→ Document excerpt
....
Oxley is also spelled Owsley, Oxleigh and Oxly.
 
Loudoun County is part of Northern Neck of Virginia. Settling of the Loudoun area began between 1725 and 1730. Settlers came from Pennsylvania, New Jersey and Maryland.

A yeoman was a man who owned and cultivated a small farm. He belonged to the class below the gentry or land owners. A husbandman was a free tenant farmer. The social status of a husbandman was below that of a yeoman.

Henry Oxley was born on May 11, 1699 in Chesterfield, Burlington County, New Jersey. His father may have been Henry Oxley. It is impossible to tell from early records which Henry Oxley in New Jersey did what.

He married Mary Everett in 1722 in Hunterdon County, New Jersey. Their children and life together are described in detail in the section on Henry Oxley and Mary Everett.

In 1727 he inventoried Nicholas Everett's estate.

On June 3, 1732 his bond (or possibly his father's) was included in the inventory of the estate of Daniel Howell.

In 1736 Henry Oxley recorded a stray steer. In 1748 he recorded a stray black mare. Also in 1748 he was a witness to Benjamin Still's estate inventory.

In 1749 he was the administrator of his sister-in-law, Hannah Van Gelder's estate. He was called yeoman.
....
→ Given request A
Print the section of the Oxley excerpt that begins at the words "Oxley is also" and stops after "Jersey and Maryland.", reproducing it word for word.
→ Given request B
Output every line of the point-labeling entries verbatim, from the first entry through the last.
The Oxley excerpt and the entries that come after it were taken from unrelated sources.
....
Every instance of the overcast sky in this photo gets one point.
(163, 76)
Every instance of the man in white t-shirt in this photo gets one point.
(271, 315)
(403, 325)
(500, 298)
....
→ Exercise result A
Oxley is also spelled Owsley, Oxleigh and Oxly.
 
Loudoun County is part of Northern Neck of Virginia. Settling of the Loudoun area began between 1725 and 1730. Settlers came from Pennsylvania, New Jersey and Maryland.

→ Exercise result B
Every instance of the overcast sky in this photo gets one point.
(163, 76)
Every instance of the man in white t-shirt in this photo gets one point.
(271, 315)
(403, 325)
(500, 298)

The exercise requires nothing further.